--- Input ---
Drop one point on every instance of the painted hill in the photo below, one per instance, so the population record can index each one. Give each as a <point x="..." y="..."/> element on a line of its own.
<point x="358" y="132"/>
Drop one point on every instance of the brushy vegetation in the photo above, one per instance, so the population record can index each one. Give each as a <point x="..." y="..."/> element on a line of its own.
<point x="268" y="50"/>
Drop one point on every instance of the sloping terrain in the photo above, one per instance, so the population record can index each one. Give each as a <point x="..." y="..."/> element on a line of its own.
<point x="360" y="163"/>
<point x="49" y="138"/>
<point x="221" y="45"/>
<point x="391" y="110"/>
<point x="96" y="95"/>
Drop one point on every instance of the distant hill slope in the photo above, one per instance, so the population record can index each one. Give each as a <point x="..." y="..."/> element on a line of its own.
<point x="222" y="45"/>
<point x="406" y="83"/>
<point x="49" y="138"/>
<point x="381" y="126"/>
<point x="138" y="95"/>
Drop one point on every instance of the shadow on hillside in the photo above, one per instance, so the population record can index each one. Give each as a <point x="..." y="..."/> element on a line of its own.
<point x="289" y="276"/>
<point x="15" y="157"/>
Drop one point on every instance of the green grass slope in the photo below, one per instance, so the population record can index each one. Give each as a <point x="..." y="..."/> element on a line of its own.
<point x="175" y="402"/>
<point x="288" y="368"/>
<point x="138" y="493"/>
---
--- Input ---
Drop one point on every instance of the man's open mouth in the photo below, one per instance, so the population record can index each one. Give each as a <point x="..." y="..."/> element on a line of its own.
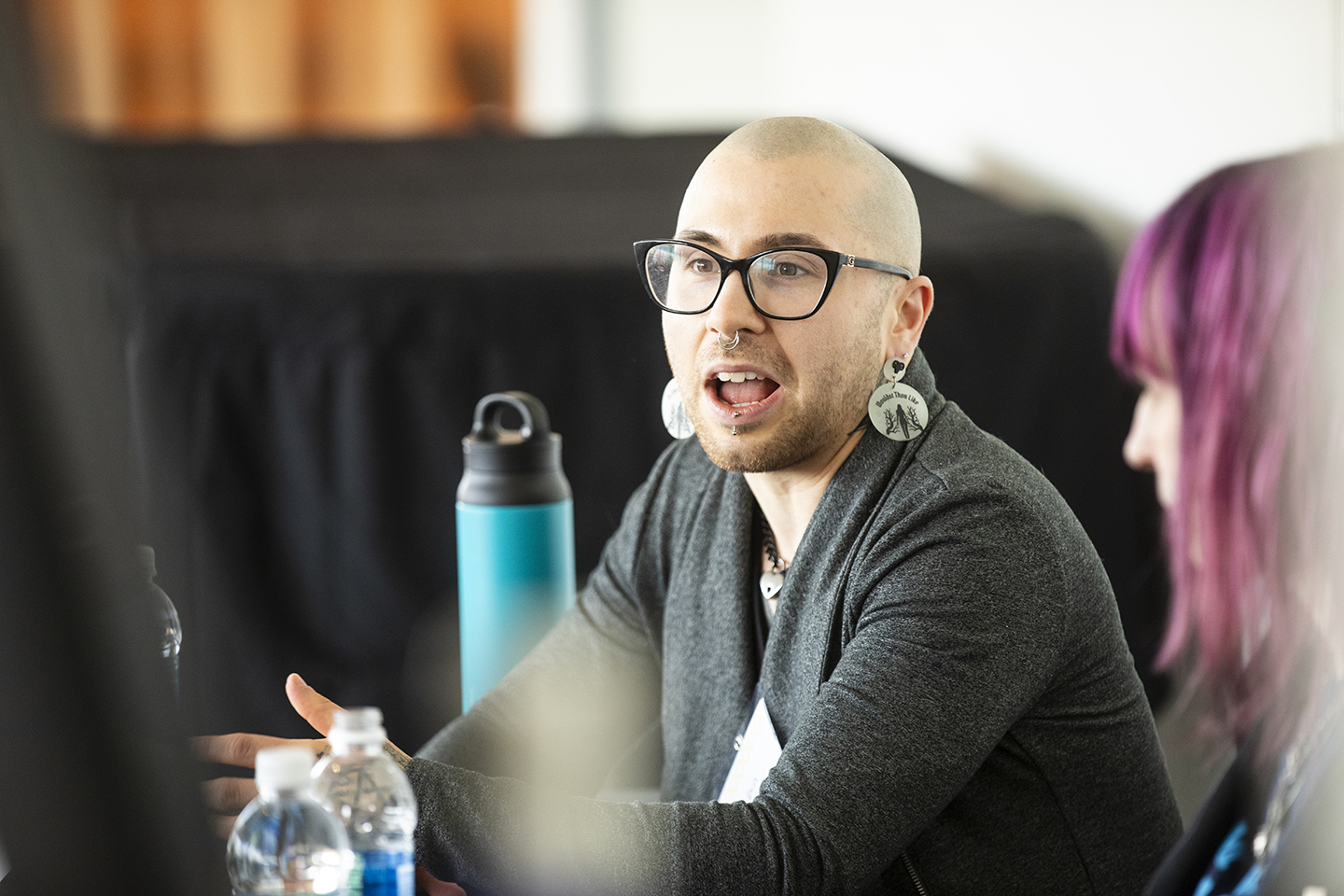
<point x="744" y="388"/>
---
Brief :: How many lines in the material above contain the word "below"? Reply with the number only.

Finished exercise :: 3